-- PAGE EXTRACT start --

October 2020
tl;dr: Encourage different anchors to generate the same prediction, and occlusion-aware RoI pooling.
Overall impression
There are two main contributions of the paper. The first is AggLoss which encourages diff anchors associated with the same GT to output the same output. The second is the occlusion aware part-based RoI pooling.
Both RepLoss and AggLoss proposes additional penalties to produce more compact bounding boxes and become less sensitive to NMS. And also imposes additional penalties to bbox which appear in the middle of the two pedestrians.
Key ideas
- AggLoss
- If one GT bbox is associated with more than one anchors, encourages the prediction from all these anchors to be the same. It enforces SL1 loss between the avg prediction of the anchors and the corresponding GT. –> There seems to be something wrong in the paper’s formulation. Shouldn’t this be taking the avg of the abs (~SL1 loss) of the diff, rather than taking abs of the avg diff?
- PORoI (Part occlusion aware RoI pooling)

-- PAGE EXTRACT end --
-- RECORDED INFORMATION start --

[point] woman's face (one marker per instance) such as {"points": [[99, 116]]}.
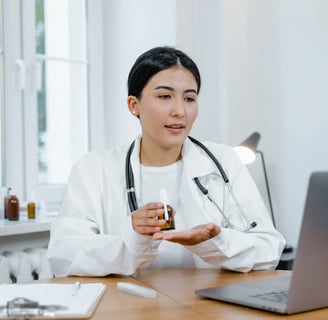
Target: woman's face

-- RECORDED INFORMATION end --

PROBLEMS TO WORK ON
[A] In the AggLoss paper notes, which loss is enforced between the average prediction of the anchors and the corresponding GT?
[B] Extract the passage of the AggLoss paper notes from "Overall impression" to "part-based RoI pooling.".
[C] Continue the AggLoss paper notes from the point where they stop.

RESULTS FOR THE EXERCISE
[A] SL1 loss.

[B]
Overall impression
There are two main contributions of the paper. The first is AggLoss which encourages diff anchors associated with the same GT to output the same output. The second is the occlusion aware part-based RoI pooling.

[C]
- A part based model: inductive bias to introduce prior structure information of human body with visible prediction into the network.
- The human body is divided into 5 parts, and each region U is compared with the visible region of bbox (V) to find IoU (intersection over U) to generate a binary visibility score.
- Additional “occlusion” loss is calculated with BCE loss.
- The predicted visibility is used to modulate the pooled features before aggregating them with element-wise sum.
Technical details
- A common trick to boost pedestrian detection performance: x1.3 resolution.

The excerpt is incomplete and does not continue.